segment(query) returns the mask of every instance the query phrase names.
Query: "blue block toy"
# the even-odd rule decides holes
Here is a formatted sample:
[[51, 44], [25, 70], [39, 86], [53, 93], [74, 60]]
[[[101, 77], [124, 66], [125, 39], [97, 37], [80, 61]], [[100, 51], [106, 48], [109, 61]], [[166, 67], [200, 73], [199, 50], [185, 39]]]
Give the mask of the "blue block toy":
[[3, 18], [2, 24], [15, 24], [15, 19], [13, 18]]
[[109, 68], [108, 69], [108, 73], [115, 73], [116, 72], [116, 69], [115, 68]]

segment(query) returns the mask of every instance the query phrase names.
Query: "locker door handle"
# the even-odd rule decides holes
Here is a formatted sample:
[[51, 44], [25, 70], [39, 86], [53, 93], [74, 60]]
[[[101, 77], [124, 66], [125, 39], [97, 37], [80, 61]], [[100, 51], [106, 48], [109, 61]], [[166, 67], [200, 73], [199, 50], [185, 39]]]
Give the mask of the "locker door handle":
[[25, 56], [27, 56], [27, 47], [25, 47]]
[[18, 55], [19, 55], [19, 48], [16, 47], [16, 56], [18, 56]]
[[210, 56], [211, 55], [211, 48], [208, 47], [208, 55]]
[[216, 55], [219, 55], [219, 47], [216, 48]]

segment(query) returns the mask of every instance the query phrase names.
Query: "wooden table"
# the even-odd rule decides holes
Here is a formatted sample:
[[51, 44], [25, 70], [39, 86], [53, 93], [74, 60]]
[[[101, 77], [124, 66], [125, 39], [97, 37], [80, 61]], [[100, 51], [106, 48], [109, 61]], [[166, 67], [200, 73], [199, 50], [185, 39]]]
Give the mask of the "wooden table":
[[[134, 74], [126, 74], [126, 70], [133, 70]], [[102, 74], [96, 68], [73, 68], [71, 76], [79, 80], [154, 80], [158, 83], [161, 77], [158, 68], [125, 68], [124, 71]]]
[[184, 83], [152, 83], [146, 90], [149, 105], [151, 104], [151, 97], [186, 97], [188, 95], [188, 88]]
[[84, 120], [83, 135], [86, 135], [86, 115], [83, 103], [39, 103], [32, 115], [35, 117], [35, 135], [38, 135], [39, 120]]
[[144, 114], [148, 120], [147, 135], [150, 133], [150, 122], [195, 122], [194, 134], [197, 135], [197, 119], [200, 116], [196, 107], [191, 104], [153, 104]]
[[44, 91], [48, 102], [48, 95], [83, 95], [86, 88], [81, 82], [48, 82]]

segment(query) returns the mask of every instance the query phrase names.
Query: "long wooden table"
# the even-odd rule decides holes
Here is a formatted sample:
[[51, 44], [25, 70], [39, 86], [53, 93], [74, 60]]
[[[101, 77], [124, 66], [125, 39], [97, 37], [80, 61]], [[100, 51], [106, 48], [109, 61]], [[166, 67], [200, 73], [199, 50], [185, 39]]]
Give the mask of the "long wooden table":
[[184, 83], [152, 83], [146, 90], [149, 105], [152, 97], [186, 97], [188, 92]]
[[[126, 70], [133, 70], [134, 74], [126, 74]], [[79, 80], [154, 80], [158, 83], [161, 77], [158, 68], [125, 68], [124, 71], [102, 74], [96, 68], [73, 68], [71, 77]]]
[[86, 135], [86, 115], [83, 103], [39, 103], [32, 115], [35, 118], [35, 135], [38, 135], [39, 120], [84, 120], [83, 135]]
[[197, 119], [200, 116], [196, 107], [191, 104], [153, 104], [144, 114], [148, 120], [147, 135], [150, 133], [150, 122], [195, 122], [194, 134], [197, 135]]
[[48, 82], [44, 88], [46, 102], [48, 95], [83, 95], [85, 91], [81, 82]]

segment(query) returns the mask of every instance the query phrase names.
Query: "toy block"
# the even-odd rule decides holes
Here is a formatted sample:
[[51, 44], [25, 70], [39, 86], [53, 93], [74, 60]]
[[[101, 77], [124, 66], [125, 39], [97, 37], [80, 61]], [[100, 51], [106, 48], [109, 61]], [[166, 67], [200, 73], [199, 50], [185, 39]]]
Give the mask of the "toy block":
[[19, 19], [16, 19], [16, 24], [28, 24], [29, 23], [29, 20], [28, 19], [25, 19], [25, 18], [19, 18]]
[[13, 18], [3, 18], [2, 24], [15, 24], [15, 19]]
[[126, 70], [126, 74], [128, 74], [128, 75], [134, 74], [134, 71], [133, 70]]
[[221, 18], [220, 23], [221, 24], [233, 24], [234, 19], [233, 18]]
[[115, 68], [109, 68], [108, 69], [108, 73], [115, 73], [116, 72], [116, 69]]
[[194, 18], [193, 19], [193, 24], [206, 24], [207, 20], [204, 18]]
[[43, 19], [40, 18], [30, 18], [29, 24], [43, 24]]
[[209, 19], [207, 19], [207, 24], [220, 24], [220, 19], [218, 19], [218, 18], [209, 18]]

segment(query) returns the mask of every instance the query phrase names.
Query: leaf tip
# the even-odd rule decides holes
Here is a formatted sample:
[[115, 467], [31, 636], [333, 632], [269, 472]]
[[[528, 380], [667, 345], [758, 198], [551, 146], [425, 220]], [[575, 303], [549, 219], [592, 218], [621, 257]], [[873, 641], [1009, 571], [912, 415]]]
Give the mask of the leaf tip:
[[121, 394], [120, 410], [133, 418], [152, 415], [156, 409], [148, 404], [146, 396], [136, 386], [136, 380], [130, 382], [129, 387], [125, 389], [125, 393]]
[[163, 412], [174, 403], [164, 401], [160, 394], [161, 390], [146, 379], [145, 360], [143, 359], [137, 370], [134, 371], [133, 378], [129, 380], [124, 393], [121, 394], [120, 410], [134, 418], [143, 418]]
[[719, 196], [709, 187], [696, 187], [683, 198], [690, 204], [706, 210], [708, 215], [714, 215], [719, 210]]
────────────────
-- What you have to do --
Set down every line of the listing again, exactly.

-- Response to the task --
segment(query) returns the mask of every instance the query phrase names.
Query: "blue block toy"
# the even-odd rule decides holes
Here is a formatted sample:
[[51, 44], [25, 70], [39, 86], [53, 93], [74, 60]]
[[[101, 77], [124, 66], [125, 39], [97, 37], [80, 61]], [[100, 51], [106, 48], [109, 61]], [[166, 67], [200, 73], [199, 50], [185, 39]]]
Give the mask of the "blue block toy":
[[3, 18], [2, 24], [15, 24], [15, 19], [13, 18]]
[[109, 68], [108, 69], [108, 73], [115, 73], [116, 72], [116, 69], [115, 68]]

segment(query) returns the mask of every instance the query phrase names.
Query: "locker door handle"
# the even-odd rule decides holes
Here is a formatted sample:
[[51, 44], [25, 70], [39, 86], [53, 93], [74, 60]]
[[[101, 77], [124, 66], [125, 39], [97, 37], [80, 61]], [[100, 51], [106, 48], [109, 61]], [[166, 67], [200, 73], [199, 50], [185, 39]]]
Give the mask of the "locker door handle":
[[25, 56], [27, 56], [27, 47], [25, 47]]
[[18, 55], [19, 55], [19, 48], [16, 47], [16, 56], [18, 56]]
[[210, 56], [211, 55], [211, 48], [208, 47], [208, 55]]
[[216, 55], [219, 55], [219, 47], [216, 48]]

segment(query) returns the mask of every instance the query phrase names.
Query: "wooden table"
# the even-odd rule decides holes
Here is a formatted sample:
[[51, 44], [25, 70], [39, 86], [53, 93], [74, 60]]
[[[101, 77], [124, 66], [125, 39], [97, 37], [80, 61]], [[100, 51], [106, 48], [109, 61]], [[166, 67], [200, 73], [199, 50], [185, 39]]]
Give the mask of the "wooden table":
[[[134, 74], [126, 74], [126, 70], [133, 70]], [[102, 74], [96, 68], [73, 68], [71, 76], [79, 80], [154, 80], [158, 83], [161, 77], [158, 68], [125, 68], [124, 71]]]
[[184, 83], [152, 83], [146, 90], [149, 105], [151, 104], [151, 97], [186, 97], [188, 95], [188, 88]]
[[84, 120], [83, 135], [86, 135], [86, 115], [83, 103], [39, 103], [32, 115], [35, 117], [35, 135], [38, 135], [39, 120]]
[[144, 114], [148, 120], [147, 135], [150, 133], [150, 122], [195, 122], [194, 134], [197, 135], [197, 119], [200, 116], [196, 107], [191, 104], [153, 104]]
[[44, 91], [48, 102], [48, 95], [83, 95], [86, 88], [81, 82], [48, 82]]

segment(query) returns the mask of every instance the query phrase names.
Query: "long wooden table"
# the even-odd rule decides holes
Here is a formatted sample:
[[51, 44], [25, 70], [39, 86], [53, 93], [74, 60]]
[[[101, 77], [124, 66], [125, 39], [97, 37], [80, 61]], [[100, 51], [106, 48], [109, 61]], [[166, 67], [200, 73], [199, 50], [185, 39]]]
Give the mask of the "long wooden table":
[[184, 83], [152, 83], [146, 90], [149, 105], [152, 97], [186, 97], [188, 92]]
[[[126, 70], [133, 70], [134, 74], [126, 74]], [[79, 80], [154, 80], [158, 83], [161, 77], [158, 68], [125, 68], [124, 71], [102, 74], [96, 68], [73, 68], [71, 77]]]
[[86, 135], [86, 115], [83, 103], [39, 103], [32, 115], [35, 118], [35, 135], [38, 135], [39, 120], [84, 120], [83, 135]]
[[197, 119], [200, 116], [196, 107], [191, 104], [153, 104], [144, 114], [148, 120], [147, 135], [150, 133], [150, 122], [195, 122], [194, 134], [197, 135]]
[[48, 82], [44, 88], [46, 102], [48, 95], [83, 95], [85, 91], [81, 82]]

segment(query) returns the mask of every instance the query phrase names.
Query: "toy block"
# the even-odd rule decides holes
Here is a formatted sample:
[[51, 44], [25, 70], [39, 86], [53, 93], [74, 60]]
[[[101, 77], [124, 66], [125, 39], [97, 37], [80, 61]], [[100, 51], [106, 48], [109, 61]], [[166, 67], [200, 73], [199, 50], [185, 39]]]
Give the mask of the "toy block":
[[19, 19], [16, 19], [16, 24], [28, 24], [29, 23], [29, 20], [28, 19], [25, 19], [25, 18], [19, 18]]
[[13, 18], [3, 18], [2, 24], [15, 24], [15, 19]]
[[126, 70], [126, 74], [128, 74], [128, 75], [134, 74], [134, 71], [133, 70]]
[[221, 18], [220, 23], [221, 24], [233, 24], [234, 19], [233, 18]]
[[115, 68], [109, 68], [108, 69], [108, 73], [115, 73], [116, 72], [116, 69]]
[[194, 18], [193, 19], [193, 24], [206, 24], [207, 20], [204, 18]]
[[43, 19], [40, 18], [30, 18], [29, 24], [43, 24]]
[[209, 19], [207, 19], [207, 24], [220, 24], [220, 19], [218, 19], [218, 18], [209, 18]]

segment(query) returns the mask of every instance the query phrase names.
Query: leaf tip
# the even-odd rule decides holes
Here is a formatted sample:
[[115, 467], [31, 636], [333, 632], [269, 472]]
[[[528, 380], [667, 345], [758, 198], [551, 146], [425, 220]], [[575, 303], [549, 219], [592, 218], [621, 257]], [[873, 641], [1009, 571], [912, 415]]]
Give the mask of the leaf tip:
[[121, 394], [120, 410], [133, 418], [152, 415], [156, 409], [148, 404], [146, 396], [136, 386], [136, 380], [130, 382], [129, 387], [125, 389], [125, 393]]
[[163, 412], [174, 403], [164, 401], [160, 394], [161, 390], [146, 379], [145, 360], [143, 359], [137, 370], [134, 371], [133, 378], [129, 380], [124, 393], [121, 394], [120, 410], [134, 418], [143, 418]]
[[719, 196], [709, 187], [696, 187], [683, 198], [690, 204], [706, 210], [708, 215], [714, 215], [719, 210]]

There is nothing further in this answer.